* [GIVEN ENTRIES]:
START

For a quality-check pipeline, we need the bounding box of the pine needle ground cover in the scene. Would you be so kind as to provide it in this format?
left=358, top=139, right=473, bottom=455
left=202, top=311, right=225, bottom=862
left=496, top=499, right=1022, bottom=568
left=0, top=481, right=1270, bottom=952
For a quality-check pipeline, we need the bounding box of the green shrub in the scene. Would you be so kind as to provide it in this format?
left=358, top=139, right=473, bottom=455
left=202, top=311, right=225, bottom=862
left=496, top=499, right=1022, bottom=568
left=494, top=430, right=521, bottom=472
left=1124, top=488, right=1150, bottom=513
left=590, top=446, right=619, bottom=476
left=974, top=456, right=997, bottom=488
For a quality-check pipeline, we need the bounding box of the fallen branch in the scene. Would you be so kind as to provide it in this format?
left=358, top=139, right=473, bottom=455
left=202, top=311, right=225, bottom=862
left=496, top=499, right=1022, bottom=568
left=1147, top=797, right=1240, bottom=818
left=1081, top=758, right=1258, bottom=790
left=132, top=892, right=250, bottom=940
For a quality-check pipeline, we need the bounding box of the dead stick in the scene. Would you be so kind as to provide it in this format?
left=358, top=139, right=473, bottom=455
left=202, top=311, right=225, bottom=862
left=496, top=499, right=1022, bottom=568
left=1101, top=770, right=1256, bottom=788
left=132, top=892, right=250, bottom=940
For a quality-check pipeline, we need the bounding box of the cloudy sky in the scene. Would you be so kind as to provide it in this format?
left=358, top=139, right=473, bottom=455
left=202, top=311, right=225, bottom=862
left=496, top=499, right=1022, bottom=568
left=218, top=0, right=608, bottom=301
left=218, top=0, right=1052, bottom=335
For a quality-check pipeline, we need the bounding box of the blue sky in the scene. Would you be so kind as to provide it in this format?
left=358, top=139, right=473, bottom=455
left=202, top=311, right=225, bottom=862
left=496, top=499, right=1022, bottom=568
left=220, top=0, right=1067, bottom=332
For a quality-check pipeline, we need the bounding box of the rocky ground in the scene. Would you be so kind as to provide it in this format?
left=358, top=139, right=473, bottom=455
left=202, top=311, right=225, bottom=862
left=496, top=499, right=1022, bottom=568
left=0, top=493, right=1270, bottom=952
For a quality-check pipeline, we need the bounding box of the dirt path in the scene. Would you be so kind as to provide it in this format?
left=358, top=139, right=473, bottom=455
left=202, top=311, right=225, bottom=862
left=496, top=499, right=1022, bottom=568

END

* [EXERCISE REQUIREMENTS]: Extract every line of the records above that contains the string "ground", matching case exactly.

* [RESPONSE]:
For a quality-check pipeline, we need the bounding box of the pine needle ground cover in the scene. Would you be so kind as to provide it in this format?
For a quality-check pipeline, we need the bounding box of the rocky ground in the scene. Would you be so kind as to provide it in this format?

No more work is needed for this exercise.